**GIVEN EXERCISE 1**
Gather every line from the rows that contains the string "picture", and copy each one. Case counts.

**READING PASSAGE**
START

How is it safe? How does it run?

All data saved on RAM is duplicated elsewhere and the instructions/DAGs are saved.

Any operational change (“do this to the data”) is added to the DAG which is securely saved — this is called a Transformation as your command has transformed the DAG but not the data.

When it comes time to run the commands (“make all the changes I instructed now”), the data is processed according to the DAG — this is called an Action.

If any node fails we can redo all the actions because we still have the DAG — we just have to start again.

So how do we make an RDD?

Well there are 3 ways:

  1. If the data is already in a RDD, you can transform it (filter the older RDD to get a new one).
  2. If the data is already within Spark, you can duplicate it (known as parallelize because it allows you to work on the data in parallel to having it stored).
  3. If the data is in something else like HDFS, you can reference it (essentially copying it over but keeping a note of where it has come from).

What if I have more data than I do RAM?

Yeah this can happen. Spark is most efficient when everything is on RAM but that can’t happen all the time. In this case, you will have to pick from a variety of options:

From the Documentation: RDD Persistence

That is all I know here… please say if you know more!

Working with Spark

First, know that sc stands for “Spark Context” not Scala. For example, we can check the Spark version we are running as sc.version. If we want to parallelize some data already within Spark we need to sc.parallelize(input).

You need to import a Spark library to be able to use sc in your Java/Scala/Python script as you upload the script file to Spark.

import org.apache.spark.SparkContext

Note that Python is 0 indexed (it starts counting from zero) whereas the others a 1 indexed. As such if you want the first value of an array in python you need the 0th element, not the 1st.

END

**GIVEN EXERCISE 2**
According to the Spark notes, what does sc stand for?

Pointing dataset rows
START

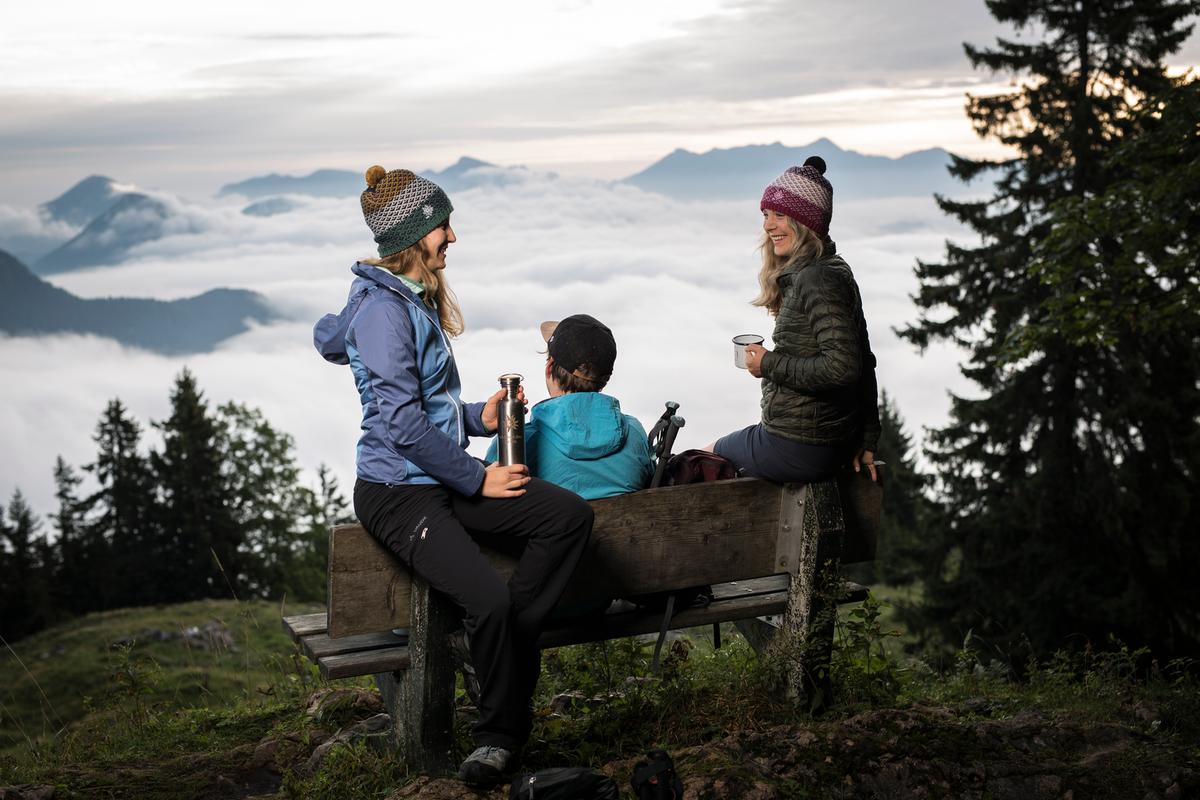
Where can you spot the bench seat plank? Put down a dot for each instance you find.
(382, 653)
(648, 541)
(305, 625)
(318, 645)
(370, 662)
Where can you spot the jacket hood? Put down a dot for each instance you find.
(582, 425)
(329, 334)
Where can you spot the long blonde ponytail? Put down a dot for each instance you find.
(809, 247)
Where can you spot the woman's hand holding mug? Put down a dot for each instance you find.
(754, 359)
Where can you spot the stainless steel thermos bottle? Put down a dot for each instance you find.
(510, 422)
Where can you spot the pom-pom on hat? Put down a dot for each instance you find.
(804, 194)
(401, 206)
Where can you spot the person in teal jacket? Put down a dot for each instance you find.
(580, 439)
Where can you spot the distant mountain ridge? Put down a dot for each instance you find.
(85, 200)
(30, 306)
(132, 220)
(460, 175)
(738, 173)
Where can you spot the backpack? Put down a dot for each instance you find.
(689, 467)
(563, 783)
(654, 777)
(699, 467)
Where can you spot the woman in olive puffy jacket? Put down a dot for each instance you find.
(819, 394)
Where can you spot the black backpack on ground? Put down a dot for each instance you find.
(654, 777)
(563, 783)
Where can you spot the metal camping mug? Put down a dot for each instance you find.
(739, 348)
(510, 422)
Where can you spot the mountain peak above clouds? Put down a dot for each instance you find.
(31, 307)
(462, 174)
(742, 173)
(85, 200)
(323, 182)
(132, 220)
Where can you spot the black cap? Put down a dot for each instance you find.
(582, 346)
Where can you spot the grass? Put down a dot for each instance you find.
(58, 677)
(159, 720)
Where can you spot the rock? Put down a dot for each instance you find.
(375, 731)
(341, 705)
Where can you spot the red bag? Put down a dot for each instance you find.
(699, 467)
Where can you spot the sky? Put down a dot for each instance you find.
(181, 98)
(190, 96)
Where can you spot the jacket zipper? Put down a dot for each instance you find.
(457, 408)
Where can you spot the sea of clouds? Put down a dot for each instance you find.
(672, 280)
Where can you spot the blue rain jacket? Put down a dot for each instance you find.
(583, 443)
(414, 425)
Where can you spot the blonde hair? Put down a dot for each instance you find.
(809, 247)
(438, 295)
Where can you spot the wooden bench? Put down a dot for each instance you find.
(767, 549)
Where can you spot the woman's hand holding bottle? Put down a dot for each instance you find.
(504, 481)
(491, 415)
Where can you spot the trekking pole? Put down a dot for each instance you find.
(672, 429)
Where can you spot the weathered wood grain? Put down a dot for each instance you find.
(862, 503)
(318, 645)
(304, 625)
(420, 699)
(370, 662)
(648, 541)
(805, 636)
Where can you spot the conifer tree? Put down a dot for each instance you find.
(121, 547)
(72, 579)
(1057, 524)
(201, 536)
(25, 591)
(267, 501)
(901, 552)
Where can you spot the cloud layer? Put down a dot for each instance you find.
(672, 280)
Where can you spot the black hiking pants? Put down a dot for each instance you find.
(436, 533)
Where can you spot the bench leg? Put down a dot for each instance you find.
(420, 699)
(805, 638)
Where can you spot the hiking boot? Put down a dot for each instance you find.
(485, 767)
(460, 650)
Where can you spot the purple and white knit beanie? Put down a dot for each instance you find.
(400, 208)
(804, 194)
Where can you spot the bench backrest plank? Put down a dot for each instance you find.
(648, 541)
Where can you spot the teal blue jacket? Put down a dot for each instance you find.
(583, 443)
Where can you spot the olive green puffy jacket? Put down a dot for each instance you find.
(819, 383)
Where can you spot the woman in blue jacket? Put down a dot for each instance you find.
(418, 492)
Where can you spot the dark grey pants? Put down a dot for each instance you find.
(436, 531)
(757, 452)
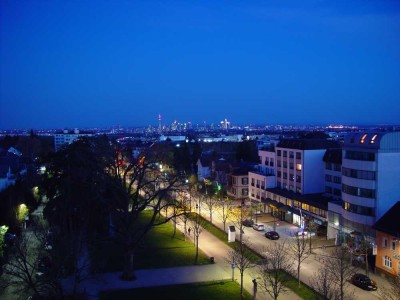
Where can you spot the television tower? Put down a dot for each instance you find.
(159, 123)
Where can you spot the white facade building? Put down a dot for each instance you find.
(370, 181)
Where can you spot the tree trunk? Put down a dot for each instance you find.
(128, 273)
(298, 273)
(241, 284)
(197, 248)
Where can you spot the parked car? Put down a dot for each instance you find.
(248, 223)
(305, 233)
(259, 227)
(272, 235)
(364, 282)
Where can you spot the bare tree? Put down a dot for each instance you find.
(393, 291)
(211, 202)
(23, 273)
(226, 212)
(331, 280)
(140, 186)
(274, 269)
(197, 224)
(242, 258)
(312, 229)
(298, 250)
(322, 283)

END
START

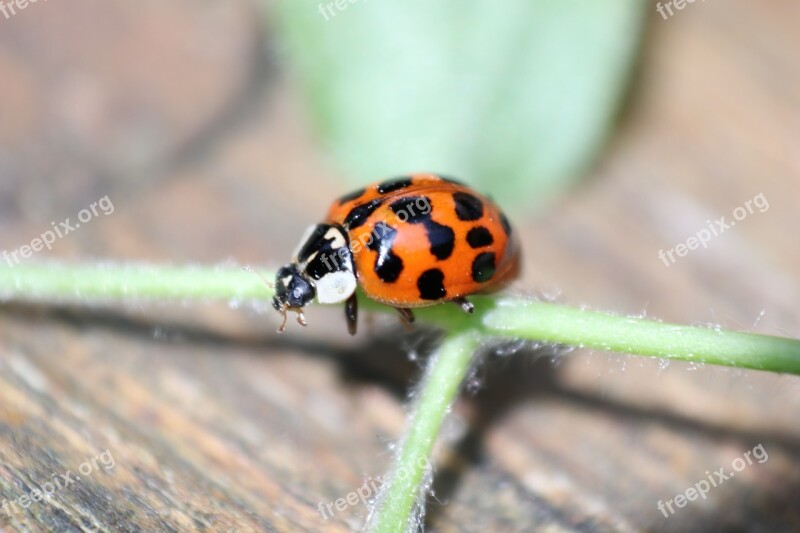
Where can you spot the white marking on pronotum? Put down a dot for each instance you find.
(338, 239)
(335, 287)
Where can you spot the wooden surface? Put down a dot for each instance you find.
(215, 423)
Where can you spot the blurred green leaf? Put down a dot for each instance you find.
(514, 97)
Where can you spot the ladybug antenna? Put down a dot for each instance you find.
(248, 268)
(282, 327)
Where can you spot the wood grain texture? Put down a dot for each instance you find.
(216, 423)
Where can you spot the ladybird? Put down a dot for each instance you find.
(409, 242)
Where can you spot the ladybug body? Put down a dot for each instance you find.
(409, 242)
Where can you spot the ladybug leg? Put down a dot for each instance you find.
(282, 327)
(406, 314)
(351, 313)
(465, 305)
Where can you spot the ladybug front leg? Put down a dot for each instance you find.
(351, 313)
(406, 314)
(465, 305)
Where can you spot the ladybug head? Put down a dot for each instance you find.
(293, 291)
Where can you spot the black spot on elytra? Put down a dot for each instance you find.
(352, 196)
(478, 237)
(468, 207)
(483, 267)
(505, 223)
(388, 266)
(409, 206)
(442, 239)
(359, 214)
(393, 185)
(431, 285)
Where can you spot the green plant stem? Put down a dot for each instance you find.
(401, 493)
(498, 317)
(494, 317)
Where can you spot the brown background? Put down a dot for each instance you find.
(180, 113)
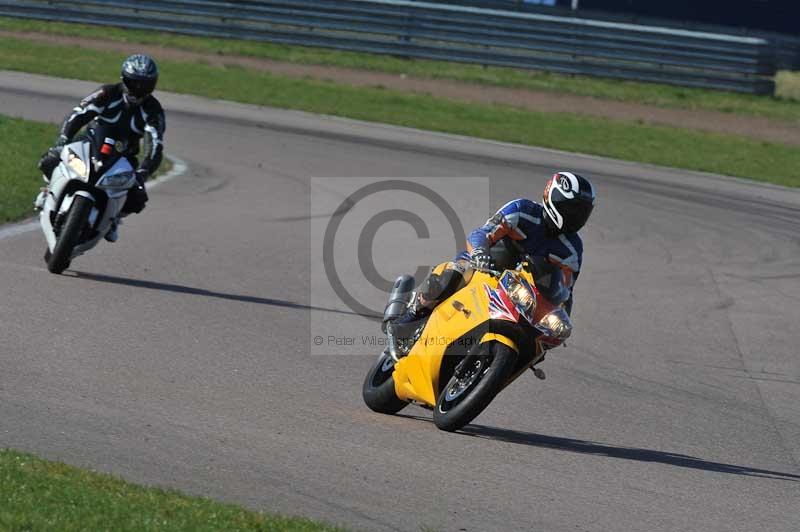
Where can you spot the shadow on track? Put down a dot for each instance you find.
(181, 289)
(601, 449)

END
START

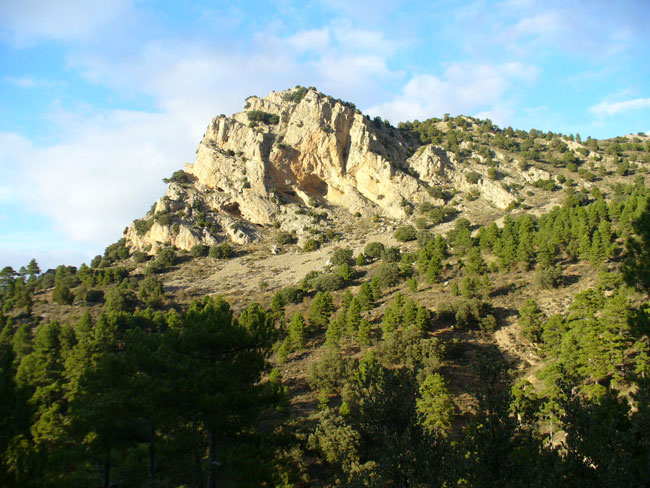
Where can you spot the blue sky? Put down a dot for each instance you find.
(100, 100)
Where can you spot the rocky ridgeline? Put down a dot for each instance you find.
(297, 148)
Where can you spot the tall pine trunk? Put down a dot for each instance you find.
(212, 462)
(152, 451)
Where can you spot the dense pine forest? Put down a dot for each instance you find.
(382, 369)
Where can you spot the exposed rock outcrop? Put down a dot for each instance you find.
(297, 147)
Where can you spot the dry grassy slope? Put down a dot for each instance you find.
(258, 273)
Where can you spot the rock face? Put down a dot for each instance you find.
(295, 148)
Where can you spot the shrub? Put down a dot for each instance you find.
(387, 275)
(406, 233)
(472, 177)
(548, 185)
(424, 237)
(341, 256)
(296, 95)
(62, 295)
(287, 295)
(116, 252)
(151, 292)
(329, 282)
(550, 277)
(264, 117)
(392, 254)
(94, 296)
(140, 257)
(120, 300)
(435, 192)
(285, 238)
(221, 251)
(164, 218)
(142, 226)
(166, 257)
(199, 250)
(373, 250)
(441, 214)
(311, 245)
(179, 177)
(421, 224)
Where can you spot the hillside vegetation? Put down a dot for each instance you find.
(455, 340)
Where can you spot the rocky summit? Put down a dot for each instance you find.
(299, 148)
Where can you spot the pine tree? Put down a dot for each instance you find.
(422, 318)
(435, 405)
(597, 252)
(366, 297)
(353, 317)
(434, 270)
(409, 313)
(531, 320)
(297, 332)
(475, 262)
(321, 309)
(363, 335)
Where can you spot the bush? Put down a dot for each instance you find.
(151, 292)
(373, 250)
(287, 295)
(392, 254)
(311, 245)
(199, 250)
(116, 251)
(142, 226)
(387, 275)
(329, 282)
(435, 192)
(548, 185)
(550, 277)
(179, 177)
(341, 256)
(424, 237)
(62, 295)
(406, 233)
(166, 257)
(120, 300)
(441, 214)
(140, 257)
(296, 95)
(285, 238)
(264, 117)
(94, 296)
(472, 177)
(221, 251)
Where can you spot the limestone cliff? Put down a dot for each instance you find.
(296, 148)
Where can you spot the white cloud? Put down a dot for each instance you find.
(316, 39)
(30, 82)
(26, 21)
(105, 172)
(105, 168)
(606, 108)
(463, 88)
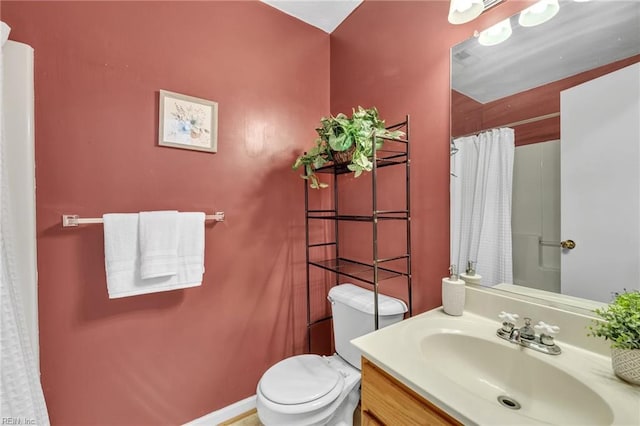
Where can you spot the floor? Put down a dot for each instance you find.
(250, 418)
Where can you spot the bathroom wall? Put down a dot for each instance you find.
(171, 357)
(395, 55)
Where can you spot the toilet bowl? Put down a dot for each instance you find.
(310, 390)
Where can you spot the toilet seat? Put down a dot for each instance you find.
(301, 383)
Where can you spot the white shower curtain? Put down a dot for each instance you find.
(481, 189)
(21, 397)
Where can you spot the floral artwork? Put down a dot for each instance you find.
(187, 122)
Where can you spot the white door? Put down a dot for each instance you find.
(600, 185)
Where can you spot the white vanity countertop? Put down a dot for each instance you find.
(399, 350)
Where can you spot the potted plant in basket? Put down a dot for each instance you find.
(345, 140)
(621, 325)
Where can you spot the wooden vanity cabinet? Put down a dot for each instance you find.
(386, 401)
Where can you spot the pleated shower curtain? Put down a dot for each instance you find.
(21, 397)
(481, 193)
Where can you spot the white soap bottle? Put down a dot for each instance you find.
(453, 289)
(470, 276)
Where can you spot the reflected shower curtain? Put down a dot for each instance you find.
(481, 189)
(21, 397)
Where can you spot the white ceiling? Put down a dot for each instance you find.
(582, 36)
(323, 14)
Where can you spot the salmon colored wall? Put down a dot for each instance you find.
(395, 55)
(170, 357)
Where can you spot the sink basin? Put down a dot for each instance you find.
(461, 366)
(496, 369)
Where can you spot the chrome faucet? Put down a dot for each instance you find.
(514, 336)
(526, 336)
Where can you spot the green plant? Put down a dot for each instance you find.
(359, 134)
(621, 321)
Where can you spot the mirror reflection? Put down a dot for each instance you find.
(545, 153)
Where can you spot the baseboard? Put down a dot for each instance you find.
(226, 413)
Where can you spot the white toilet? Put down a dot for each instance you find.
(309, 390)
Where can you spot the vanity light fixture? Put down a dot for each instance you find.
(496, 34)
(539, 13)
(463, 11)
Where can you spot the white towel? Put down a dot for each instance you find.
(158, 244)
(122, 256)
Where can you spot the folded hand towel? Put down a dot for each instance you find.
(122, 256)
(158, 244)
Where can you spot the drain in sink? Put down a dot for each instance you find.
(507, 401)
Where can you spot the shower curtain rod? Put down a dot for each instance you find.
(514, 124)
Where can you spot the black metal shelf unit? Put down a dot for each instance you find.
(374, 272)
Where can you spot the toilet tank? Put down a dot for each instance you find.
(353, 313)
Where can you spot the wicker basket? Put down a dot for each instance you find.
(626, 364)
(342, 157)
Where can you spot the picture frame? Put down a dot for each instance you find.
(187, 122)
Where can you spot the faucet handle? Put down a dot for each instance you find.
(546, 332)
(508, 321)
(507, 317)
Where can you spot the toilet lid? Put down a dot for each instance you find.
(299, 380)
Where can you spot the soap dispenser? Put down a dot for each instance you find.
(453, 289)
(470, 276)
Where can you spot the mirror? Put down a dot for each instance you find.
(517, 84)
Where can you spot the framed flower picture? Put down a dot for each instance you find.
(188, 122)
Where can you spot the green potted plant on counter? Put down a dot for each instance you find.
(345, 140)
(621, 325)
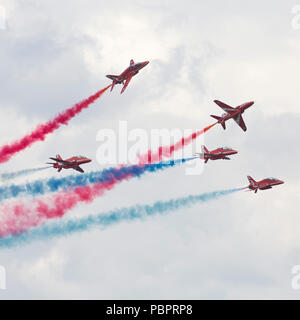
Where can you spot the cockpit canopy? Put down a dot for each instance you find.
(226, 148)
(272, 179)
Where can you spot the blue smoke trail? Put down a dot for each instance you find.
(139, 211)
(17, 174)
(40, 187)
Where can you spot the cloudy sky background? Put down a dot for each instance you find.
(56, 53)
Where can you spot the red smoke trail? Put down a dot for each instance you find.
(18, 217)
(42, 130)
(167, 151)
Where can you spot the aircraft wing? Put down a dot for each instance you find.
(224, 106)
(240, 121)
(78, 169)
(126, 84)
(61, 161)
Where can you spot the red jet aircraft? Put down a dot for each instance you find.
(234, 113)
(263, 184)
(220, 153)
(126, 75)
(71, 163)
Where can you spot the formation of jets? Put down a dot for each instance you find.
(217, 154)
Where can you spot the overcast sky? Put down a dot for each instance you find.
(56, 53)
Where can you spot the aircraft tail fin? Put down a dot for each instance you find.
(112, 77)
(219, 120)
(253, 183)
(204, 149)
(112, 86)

END

**COMPLETE OUTPUT 1**
Where can you spot the picture frame? Put down a dot for each instance you find.
Where can you spot the framed flower picture? Put down a dot for each instance you find.

**COMPLETE OUTPUT 2**
Spark Context